• Ejercicio escrito 1:
Copie el fragmento del texto sobre el liberalismo comprendido entre "El liberalismo tiene" y "del libre mercado.", ambos incluidos.
• Ejercicio escrito 2:
Indique si cada una de las siguientes afirmaciones concuerda con el texto sobre el liberalismo, respondiendo sí o no y citando literalmente las palabras del texto que lo determinan: (a) el no padecer necesidad forma parte del contenido de la libertad individual; (b) el conservador tiende a pedir censura y control en materia de costumbres; (c) el liberalismo se sitúa en un punto intermedio entre el conservadurismo y la socialdemocracia.

• Texto proporcionado:
——————————
El no padecer necesidad o miedo es sin duda muy deseable, pero no forma parte del contenido de la libertad individual. De hecho, las intervenciones públicas para asegurar el bienestar de los individuos "de la cuna a la tumba", como querían Roosevelt y los creadores del Estado de Bienestar británico, (...) han resultado contraproducentes para la libertad, al contribuir a la destrucción de la responsabilidad personal en el ahorro, en la inversión en el propio capital humano, en el mantenimiento de la familia y en la atención personal a las necesidades perentorias del prójimo.
El liberalismo tiene sin duda puntos en común con el conservadurismo y con el liberalismo a la americana o "socialdemocracia", pero no se encuentra en un punto intermedio de los dos (...) El socialista quiere libertades personales sin responsabilidad, y pública intervención en lo económico. El conservador tiende a pedir censura y control en materia de costumbres, y se inclina (al menos en los Estados Unidos) a favor del libre mercado.
——————————
• Líneas de datos:

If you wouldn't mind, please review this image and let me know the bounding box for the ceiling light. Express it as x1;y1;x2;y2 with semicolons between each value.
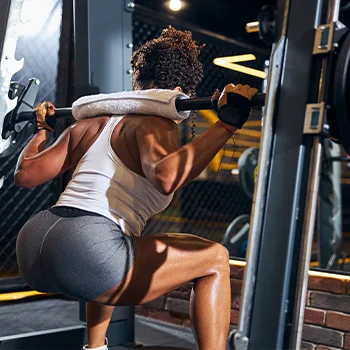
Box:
——————————
• Respuesta al ejercicio 1:
El liberalismo tiene sin duda puntos en común con el conservadurismo y con el liberalismo a la americana o "socialdemocracia", pero no se encuentra en un punto intermedio de los dos (...) El socialista quiere libertades personales sin responsabilidad, y pública intervención en lo económico. El conservador tiende a pedir censura y control en materia de costumbres, y se inclina (al menos en los Estados Unidos) a favor del libre mercado.

• Respuesta al ejercicio 2:
(a) No: "pero no forma parte del contenido de la libertad individual".
(b) Sí: "El conservador tiende a pedir censura y control en materia de costumbres".
(c) No: "pero no se encuentra en un punto intermedio de los dos".